Provided passage:
Could you please add a brief description of flag -skip-unsupported-instructions to the llvm-mca command guide?

@peterwaller-arm
Copy link
Contributor Author

Could you please add a brief description of flag -skip-unsupported-instructions to the llvm-mca command guide?

Done. Text reads:

.. option:: -skip-unsupported-instructions

  Force :program:`llvm-mca` to continue even in the presence of instructions
  which do not parse or lack key scheduling formation. Note that the resulting
  analysis is impacted since those unsupported instructions are ignored as-if
  they are not supplied as a part of the input.

@michaelmaitland
Copy link
Contributor

michaelmaitland commented Apr 29, 2024

I understand skipping instructions that lack scheduling information but do we really mean to allow instructions that don’t parse? One has to do with conversion from MC to MCA instruction. The other sounds like an inability to generate a MC

@peterwaller-arm
Copy link
Contributor Author

peterwaller-arm commented Apr 29, 2024

I understand skipping instructions that lack scheduling information but do we really mean to allow instructions that don’t parse?

One example use case of this is in the exynos test modified by this PR. That one has instructions in the test case which are not supported (edit: for some variations of -mcpu tested). Previously, MCA would happily continue to report something anyway. Now that I've changed this not to be default, it's necessary to be able to skip them again to make the test work.

Problem 1:
According to the llvm-mca discussion, how are the unsupported instructions treated in the resulting analysis when -skip-unsupported-instructions is used?
Problem 2:
Print the section of the llvm-mca discussion from "One example use" up to and including "the test work.".

Provided data:
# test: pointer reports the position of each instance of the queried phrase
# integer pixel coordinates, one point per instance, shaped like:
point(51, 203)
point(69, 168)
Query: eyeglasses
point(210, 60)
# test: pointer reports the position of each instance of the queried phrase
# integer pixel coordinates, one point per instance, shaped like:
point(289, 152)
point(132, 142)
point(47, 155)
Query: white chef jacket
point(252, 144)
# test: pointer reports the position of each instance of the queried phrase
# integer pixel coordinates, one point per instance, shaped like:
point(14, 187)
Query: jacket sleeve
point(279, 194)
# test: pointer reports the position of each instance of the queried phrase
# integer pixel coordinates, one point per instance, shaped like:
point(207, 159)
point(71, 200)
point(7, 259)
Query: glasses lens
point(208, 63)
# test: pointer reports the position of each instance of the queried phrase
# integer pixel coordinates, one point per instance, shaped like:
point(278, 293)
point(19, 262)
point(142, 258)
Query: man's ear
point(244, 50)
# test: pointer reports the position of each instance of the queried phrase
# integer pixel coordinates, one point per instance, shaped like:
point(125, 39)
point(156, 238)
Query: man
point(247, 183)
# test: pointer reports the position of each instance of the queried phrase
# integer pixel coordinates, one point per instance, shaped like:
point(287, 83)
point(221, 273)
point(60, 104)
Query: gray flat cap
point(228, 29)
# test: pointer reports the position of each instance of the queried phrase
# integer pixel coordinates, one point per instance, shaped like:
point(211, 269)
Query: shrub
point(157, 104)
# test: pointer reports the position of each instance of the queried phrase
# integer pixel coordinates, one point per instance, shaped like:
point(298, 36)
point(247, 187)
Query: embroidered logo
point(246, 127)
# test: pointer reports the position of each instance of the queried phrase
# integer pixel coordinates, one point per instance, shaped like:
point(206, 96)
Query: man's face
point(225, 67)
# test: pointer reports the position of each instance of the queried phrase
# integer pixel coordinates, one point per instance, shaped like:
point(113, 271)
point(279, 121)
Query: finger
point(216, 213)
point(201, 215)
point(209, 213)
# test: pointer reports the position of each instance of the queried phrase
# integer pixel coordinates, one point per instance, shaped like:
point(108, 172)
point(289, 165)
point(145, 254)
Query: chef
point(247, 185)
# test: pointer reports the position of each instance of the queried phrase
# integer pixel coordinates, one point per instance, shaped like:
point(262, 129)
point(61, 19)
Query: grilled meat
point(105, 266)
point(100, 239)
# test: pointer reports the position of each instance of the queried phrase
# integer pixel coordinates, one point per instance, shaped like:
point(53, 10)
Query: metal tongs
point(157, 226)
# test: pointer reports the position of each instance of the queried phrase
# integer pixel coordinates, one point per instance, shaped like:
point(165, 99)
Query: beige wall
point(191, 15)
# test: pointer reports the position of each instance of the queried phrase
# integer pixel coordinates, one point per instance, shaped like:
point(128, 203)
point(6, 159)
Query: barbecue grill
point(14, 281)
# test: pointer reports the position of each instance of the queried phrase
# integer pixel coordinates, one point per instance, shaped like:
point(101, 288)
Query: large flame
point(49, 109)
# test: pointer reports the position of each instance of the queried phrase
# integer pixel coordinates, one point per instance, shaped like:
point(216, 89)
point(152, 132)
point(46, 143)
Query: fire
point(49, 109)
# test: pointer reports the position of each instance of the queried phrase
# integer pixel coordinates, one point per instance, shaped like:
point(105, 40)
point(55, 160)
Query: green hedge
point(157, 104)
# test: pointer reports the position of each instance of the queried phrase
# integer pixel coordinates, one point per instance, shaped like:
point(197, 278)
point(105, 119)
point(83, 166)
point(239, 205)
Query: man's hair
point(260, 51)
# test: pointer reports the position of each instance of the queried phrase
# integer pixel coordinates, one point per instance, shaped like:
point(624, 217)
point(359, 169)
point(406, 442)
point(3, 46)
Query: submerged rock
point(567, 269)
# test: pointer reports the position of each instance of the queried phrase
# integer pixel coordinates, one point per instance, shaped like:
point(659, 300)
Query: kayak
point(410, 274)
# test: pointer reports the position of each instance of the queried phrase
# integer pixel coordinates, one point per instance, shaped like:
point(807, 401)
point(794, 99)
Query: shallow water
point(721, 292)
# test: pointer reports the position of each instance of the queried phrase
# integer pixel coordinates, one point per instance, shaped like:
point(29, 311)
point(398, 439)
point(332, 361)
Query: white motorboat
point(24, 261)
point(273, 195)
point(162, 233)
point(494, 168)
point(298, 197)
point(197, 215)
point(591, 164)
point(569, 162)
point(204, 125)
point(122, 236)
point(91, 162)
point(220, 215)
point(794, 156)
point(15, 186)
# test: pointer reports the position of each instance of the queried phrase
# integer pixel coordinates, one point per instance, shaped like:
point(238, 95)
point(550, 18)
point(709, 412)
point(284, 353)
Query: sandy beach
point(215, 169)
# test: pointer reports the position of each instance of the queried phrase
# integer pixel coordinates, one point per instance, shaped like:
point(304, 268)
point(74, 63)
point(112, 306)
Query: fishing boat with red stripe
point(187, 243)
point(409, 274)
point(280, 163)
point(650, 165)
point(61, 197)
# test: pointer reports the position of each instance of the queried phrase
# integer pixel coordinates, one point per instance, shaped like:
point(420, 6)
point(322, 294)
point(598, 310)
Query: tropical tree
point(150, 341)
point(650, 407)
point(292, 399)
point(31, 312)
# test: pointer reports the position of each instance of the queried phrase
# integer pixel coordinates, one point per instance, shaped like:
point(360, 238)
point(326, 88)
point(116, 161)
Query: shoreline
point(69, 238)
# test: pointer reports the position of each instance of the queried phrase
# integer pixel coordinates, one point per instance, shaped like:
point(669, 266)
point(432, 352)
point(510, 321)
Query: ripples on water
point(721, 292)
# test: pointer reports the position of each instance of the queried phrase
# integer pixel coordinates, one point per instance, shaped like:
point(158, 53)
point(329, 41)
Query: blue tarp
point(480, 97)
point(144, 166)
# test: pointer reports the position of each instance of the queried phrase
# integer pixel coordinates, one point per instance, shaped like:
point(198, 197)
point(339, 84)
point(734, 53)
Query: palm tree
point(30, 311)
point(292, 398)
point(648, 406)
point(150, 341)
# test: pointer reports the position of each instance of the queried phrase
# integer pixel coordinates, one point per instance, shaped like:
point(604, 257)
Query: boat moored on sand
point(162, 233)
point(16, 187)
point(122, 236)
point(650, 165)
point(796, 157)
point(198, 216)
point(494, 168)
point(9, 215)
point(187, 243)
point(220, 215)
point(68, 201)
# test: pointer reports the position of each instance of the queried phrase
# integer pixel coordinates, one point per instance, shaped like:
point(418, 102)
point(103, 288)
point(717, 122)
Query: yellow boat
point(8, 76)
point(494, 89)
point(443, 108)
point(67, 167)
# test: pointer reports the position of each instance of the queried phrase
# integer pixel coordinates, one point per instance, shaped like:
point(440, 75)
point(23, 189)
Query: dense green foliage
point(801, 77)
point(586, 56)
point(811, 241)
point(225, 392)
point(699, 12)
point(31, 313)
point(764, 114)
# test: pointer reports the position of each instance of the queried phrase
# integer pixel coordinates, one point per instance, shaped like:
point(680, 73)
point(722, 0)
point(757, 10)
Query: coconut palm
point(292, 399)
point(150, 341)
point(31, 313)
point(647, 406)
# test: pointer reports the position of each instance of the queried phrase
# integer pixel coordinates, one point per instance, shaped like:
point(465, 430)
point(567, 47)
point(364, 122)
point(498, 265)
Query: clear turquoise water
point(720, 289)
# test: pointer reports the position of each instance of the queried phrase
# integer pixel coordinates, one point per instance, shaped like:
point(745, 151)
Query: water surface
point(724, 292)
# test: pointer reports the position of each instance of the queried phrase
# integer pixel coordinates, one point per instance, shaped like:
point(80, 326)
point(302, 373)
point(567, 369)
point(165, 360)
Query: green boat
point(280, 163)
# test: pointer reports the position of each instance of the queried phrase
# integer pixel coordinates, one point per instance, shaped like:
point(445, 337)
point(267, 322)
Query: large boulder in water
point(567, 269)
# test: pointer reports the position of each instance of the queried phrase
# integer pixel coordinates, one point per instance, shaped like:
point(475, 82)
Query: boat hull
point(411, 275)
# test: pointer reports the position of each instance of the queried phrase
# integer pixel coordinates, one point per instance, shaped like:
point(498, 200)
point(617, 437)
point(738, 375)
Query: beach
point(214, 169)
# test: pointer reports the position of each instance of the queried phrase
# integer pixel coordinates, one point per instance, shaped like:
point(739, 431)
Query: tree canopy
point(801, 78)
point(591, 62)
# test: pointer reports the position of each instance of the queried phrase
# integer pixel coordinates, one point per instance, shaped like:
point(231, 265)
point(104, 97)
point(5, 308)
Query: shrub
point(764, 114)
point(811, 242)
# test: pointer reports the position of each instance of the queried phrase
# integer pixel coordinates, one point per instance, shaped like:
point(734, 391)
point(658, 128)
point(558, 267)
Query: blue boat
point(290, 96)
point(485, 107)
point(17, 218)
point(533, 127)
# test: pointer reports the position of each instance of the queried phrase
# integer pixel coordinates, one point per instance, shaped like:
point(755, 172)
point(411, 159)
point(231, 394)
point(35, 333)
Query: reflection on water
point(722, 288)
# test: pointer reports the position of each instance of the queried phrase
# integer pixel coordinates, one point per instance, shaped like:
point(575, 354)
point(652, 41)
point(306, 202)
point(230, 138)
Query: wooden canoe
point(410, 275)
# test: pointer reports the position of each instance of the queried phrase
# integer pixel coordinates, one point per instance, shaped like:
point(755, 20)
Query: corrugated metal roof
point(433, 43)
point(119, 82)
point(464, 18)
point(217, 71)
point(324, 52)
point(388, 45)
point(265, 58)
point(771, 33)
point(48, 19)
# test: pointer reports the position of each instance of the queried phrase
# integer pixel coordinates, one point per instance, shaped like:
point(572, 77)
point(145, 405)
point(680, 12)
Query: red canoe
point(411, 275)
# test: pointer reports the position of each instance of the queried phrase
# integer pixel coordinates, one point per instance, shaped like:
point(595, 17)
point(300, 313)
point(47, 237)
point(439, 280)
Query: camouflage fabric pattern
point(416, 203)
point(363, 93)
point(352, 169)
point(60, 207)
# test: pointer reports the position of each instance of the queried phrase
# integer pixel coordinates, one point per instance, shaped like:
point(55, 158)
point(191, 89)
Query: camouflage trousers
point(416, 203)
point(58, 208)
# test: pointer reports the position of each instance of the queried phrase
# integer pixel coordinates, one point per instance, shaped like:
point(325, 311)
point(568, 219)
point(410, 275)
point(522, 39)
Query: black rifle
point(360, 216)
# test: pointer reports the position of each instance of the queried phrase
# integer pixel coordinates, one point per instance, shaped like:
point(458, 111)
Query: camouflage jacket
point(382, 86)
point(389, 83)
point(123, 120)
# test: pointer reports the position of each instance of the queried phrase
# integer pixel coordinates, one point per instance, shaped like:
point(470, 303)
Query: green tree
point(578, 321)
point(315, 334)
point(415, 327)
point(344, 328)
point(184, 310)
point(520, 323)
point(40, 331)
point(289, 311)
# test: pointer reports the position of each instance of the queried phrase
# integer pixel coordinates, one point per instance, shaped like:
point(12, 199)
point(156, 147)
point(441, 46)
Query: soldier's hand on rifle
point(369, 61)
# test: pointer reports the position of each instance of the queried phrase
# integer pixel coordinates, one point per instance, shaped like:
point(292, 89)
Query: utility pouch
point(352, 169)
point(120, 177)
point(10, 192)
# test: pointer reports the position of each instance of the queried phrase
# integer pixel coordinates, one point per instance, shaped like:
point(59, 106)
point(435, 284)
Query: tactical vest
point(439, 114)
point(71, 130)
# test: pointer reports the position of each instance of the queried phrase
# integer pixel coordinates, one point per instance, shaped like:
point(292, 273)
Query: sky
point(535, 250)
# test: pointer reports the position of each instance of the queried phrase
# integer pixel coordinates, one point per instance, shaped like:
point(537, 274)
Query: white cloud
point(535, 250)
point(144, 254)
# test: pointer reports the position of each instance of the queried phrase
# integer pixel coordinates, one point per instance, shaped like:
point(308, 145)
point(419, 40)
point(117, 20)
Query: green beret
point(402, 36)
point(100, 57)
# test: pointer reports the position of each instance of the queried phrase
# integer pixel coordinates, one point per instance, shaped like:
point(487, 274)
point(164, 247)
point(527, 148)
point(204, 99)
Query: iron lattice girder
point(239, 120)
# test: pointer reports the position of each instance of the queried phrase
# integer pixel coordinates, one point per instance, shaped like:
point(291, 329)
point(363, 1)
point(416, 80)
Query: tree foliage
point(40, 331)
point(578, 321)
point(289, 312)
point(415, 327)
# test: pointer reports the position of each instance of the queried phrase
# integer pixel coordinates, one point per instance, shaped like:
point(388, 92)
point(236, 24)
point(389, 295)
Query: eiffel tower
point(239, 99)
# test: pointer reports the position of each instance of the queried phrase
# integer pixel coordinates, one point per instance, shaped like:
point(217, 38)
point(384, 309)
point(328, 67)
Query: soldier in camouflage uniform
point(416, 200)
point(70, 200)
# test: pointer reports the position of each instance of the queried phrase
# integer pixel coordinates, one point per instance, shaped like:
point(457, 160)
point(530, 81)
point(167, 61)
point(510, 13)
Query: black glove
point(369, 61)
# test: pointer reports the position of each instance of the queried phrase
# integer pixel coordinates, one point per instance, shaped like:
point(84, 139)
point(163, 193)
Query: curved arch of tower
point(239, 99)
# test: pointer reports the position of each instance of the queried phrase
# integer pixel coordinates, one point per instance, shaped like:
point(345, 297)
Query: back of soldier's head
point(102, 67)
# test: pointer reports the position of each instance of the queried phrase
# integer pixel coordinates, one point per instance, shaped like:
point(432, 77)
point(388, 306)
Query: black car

Written answer 1:
They are ignored as if they were not supplied as part of the input.

Written answer 2:
One example use case of this is in the exynos test modified by this PR. That one has instructions in the test case which are not supported (edit: for some variations of -mcpu tested). Previously, MCA would happily continue to report something anyway. Now that I've changed this not to be default, it's necessary to be able to skip them again to make the test work.